Required task
Extract every line in the material below that contains the string "dirt". Case counts.

Data shown
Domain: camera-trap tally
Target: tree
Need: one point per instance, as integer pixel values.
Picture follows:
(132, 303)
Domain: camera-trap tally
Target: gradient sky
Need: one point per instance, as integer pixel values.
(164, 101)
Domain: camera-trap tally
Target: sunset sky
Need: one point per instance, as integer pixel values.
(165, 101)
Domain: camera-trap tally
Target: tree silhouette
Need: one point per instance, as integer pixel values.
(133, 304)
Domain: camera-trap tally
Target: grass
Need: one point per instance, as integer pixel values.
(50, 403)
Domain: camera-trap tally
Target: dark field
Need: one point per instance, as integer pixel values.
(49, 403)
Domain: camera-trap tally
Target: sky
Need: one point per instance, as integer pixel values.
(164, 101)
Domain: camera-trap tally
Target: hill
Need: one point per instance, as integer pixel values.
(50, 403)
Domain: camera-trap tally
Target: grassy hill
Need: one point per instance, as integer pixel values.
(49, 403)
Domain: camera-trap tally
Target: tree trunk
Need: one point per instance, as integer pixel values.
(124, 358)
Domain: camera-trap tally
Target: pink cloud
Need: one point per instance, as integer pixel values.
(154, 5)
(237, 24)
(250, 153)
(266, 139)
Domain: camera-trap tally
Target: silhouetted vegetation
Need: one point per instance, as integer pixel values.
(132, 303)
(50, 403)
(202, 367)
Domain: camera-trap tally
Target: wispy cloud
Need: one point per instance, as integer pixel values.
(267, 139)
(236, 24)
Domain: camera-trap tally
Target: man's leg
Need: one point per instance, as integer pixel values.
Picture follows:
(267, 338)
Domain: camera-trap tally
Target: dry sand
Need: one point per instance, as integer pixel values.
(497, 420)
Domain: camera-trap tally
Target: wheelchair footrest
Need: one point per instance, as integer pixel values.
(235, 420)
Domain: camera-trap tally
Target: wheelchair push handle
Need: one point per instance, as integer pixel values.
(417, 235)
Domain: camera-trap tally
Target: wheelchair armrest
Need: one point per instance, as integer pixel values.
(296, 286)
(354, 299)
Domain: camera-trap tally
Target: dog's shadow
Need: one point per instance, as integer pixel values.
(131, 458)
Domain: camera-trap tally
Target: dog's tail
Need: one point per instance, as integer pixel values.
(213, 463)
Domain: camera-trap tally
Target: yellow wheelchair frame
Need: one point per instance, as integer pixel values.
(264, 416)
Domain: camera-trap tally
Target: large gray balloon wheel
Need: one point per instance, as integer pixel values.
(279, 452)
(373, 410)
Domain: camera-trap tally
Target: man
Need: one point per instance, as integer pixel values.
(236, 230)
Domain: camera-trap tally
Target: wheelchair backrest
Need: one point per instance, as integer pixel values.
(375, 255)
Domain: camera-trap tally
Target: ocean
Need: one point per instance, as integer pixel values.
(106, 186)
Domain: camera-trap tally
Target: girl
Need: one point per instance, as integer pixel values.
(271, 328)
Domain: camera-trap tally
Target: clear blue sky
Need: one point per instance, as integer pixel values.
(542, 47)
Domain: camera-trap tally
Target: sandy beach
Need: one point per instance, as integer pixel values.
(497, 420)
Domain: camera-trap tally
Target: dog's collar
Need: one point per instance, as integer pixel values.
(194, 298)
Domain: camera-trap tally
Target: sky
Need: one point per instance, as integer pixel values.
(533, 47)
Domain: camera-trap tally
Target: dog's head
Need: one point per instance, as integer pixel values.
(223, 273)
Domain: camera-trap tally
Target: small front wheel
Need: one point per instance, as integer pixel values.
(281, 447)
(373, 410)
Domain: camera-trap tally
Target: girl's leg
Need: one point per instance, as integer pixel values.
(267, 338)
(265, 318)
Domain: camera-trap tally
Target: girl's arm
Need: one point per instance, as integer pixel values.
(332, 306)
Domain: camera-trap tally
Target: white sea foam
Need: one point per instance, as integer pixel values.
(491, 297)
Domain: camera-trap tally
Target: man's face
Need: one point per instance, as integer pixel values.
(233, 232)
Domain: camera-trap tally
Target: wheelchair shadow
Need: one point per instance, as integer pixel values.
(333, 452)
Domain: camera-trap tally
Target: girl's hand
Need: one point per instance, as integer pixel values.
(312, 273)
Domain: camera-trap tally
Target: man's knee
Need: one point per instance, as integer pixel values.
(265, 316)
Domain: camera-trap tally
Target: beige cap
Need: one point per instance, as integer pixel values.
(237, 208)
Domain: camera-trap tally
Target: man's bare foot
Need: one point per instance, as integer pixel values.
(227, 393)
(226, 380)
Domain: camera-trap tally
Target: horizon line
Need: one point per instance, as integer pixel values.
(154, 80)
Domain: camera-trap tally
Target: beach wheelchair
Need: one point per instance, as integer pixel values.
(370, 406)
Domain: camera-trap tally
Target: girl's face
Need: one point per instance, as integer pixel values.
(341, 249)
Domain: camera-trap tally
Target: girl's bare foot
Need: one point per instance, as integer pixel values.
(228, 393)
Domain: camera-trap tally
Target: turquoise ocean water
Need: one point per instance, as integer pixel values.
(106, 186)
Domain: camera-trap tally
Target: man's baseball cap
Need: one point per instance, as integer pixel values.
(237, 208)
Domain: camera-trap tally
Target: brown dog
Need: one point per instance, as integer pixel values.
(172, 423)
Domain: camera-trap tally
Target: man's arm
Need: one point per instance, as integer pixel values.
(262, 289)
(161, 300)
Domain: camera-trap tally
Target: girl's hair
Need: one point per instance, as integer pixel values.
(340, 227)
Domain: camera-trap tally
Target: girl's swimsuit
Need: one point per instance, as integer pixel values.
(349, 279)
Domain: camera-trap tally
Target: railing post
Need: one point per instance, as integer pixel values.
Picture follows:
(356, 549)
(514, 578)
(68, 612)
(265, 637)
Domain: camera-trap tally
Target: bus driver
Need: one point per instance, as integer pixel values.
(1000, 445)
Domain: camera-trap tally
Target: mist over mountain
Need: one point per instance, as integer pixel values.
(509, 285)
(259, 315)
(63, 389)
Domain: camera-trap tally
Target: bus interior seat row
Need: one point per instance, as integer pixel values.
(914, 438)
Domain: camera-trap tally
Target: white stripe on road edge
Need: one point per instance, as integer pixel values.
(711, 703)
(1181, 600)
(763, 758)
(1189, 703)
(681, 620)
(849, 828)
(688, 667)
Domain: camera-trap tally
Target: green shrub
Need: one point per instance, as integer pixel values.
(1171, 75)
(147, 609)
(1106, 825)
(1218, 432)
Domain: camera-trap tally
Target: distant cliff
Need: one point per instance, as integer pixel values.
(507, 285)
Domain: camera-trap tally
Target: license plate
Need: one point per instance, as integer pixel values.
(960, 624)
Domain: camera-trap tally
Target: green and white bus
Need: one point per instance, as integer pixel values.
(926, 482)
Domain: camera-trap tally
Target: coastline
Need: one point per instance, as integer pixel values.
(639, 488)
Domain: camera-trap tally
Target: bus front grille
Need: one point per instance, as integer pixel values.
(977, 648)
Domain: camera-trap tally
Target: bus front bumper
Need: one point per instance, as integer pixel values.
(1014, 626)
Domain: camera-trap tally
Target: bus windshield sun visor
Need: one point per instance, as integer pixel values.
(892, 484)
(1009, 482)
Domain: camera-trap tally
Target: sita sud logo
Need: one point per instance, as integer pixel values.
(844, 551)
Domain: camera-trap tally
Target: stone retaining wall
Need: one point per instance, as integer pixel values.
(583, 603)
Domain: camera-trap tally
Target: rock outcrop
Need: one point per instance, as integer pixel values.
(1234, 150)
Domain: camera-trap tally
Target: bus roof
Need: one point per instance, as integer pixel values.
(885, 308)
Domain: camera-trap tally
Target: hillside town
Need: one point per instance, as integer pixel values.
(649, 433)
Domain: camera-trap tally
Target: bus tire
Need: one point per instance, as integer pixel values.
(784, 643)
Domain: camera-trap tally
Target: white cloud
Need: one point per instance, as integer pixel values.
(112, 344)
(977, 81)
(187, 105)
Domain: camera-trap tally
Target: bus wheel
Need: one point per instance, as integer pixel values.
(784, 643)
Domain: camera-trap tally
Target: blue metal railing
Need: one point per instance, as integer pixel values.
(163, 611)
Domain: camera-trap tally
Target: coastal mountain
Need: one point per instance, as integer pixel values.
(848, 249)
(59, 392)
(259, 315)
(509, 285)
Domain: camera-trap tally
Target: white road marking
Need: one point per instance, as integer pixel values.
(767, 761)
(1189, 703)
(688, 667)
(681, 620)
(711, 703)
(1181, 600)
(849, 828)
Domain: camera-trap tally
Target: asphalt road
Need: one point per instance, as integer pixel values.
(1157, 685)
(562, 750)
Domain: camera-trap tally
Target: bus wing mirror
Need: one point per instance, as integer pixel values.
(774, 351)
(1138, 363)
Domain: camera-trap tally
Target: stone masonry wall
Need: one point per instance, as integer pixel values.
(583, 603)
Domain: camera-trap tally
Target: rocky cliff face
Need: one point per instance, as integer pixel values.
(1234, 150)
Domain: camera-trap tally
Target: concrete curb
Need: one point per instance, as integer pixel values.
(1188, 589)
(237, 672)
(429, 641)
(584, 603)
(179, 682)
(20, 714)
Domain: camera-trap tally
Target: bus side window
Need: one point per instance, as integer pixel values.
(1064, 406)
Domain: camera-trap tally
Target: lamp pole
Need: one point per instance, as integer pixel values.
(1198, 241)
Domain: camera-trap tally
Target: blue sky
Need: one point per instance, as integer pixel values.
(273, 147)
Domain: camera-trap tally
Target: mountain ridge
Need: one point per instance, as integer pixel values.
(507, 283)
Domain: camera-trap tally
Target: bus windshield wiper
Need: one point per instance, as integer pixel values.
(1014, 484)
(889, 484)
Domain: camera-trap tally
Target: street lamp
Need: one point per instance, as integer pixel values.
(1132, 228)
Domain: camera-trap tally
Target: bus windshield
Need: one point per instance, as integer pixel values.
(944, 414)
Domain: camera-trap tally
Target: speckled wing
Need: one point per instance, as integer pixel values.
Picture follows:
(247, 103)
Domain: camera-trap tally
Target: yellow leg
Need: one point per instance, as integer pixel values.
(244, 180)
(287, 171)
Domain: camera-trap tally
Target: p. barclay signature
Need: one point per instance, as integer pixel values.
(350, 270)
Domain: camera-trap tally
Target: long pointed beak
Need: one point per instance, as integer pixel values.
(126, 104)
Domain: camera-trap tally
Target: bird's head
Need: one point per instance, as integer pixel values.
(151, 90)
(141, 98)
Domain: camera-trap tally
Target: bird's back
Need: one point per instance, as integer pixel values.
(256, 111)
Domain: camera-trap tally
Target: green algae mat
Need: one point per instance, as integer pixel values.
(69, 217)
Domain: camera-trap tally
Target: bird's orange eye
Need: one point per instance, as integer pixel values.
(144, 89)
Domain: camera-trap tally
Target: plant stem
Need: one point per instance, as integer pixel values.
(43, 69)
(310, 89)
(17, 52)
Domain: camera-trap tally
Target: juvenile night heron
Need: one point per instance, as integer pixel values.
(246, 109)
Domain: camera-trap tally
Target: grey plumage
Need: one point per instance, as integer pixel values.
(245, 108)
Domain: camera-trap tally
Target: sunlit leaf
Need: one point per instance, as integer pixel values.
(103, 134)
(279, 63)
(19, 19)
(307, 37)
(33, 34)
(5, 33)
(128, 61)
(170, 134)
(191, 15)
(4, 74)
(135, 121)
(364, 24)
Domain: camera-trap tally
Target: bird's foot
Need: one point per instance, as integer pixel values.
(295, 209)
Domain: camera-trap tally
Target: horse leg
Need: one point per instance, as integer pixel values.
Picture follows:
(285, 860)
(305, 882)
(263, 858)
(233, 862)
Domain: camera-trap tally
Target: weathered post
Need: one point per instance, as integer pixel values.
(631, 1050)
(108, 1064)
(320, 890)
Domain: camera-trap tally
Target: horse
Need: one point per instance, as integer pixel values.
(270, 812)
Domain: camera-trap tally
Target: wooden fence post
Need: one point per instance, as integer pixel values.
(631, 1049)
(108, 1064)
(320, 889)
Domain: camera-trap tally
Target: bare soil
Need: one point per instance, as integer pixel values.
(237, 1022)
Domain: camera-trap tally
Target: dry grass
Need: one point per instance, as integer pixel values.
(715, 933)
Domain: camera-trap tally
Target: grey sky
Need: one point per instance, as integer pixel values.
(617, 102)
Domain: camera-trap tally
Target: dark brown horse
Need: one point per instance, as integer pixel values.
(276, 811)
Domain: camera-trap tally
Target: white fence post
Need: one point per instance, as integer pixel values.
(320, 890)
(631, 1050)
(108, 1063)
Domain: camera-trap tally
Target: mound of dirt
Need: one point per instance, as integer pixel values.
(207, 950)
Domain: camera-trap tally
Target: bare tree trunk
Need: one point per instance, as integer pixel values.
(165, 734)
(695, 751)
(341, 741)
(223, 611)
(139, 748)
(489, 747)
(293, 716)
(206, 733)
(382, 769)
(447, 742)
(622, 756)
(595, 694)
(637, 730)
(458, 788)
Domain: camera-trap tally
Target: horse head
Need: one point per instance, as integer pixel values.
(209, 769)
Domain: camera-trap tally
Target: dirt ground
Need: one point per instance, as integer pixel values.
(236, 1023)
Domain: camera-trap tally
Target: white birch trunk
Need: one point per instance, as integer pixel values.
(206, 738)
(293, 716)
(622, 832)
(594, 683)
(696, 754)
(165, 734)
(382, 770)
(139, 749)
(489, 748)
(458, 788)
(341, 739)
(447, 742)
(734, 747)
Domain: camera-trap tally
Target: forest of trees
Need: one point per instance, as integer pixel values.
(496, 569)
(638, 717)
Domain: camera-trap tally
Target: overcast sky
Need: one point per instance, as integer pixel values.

Problem solution
Target: mound of dirt
Target: dirt ground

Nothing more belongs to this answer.